Texto de lectura
++++++
Luego de un momento de belleza en el que Pernilla descorre una tela verde que cubre todo el espacio de la cama como una mortaja, vistiéndolo a su vez como un manto real, se instala la intensidad de Varrailhón y Pérez cambiando rápidamente el tono de la obra, asumiendo el ritmo y cambios de velocidad propios de la poética de Calderón.
En ese momento comienza la verdadera complejidad del texto que hace brillar a los actores. Ideas pasan de una escena a otra por vasos comunicantes insospechados, lo que se dice como amenaza en una aparece como un sueño en otra, la idea que es hipótesis pasa a ser prueba en una acusación.
Un momento hilarante ocurre cuando el pedante personaje que ama la poesía de Saraví tiene un intercambio con la Policía en el que reconoce que el libro le pertenece pero no es de él, jugando con la diferencia entre autoría y posesión del objeto, que también es parte nuclear de la historia de la cama, ya que el nudo de la historia es saber justamente a quién pertenece: si a quien la construyó, a quien fue torturada sobre ella o al museo que la adquiere luego de la caída, reconstruida, por un dólar, poniendo en juego de paso la diferencia marxista del valor de intercambio y el de uso de los objetos.
++++++
Extracto de datos
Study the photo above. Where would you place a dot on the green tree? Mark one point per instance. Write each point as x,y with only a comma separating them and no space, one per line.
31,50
++++++
Ejercicios
a: Indica si cada una de estas afirmaciones coincide con la reseña de la obra y responde sí o no, citando las palabras exactas de la reseña que lo deciden: (i) Pernilla retira una tela verde que cubre la cama. (ii) El museo adquiere la cama por cien dólares. (iii) Ante la Policía, el personaje pedante afirma ser el autor del libro.
b: Continúa, por favor, la reseña de la obra a partir de su última oración.

Respuestas escritas
a:
(i) Sí: "Pernilla descorre una tela verde que cubre todo el espacio de la cama".
(ii) No: "al museo que la adquiere luego de la caída, reconstruida, por un dólar".
(iii) No: "reconoce que el libro le pertenece pero no es de él".

b:
La carne se hace grito
Es muy difícil hacer justicia con el trabajo de excepción que hacen los cinco actores, que para quienes los hemos visto no sorprende en absoluto. Como en 1492, fueron descubiertos por los españoles, que esta vez fueron cautivados por los recién descubiertos.
Cada uno utiliza sus recursos al máximo (recordemos que Calderón no es director de actores) y la maquinaria articula con precisión: Saraví despliega su vis cómica, Varrailhón y Pérez su capacidad de pasar de la invisibilidad a la máxima intensidad en un instante, y Martínez su capacidad de desplegar un sentido de peligro y amenaza sin tener que elevar la voz o recurrir a los gestos amplificados. Y el público se rinde.
Desde que Pernilla convierte una mortaja en un vestido real, hasta que recita los parlamentos que no pudo decir en escena, mientras una nube verde asfixia el mundo con su olor a pólvora, la cama está ahí, agazapada, en el centro y en todas las esquinas del mundo.
Dramaturgia: Guillermo y Gabriel Calderón.
Dirección: Gabriel Calderón.
Reparto por orden de aparición: Pablo Varrailhón, Jimena Pérez, Juancho Saraví, Stefanie Neukirch, Luis Martínez.
Escenografía: Lucía Tayler.
Traspunte: Cristina Elizarzú.
Iluminación: Sofía Ponce de León.
Vestuario: Virginia Sosa.
Música: Luciano Supervielle.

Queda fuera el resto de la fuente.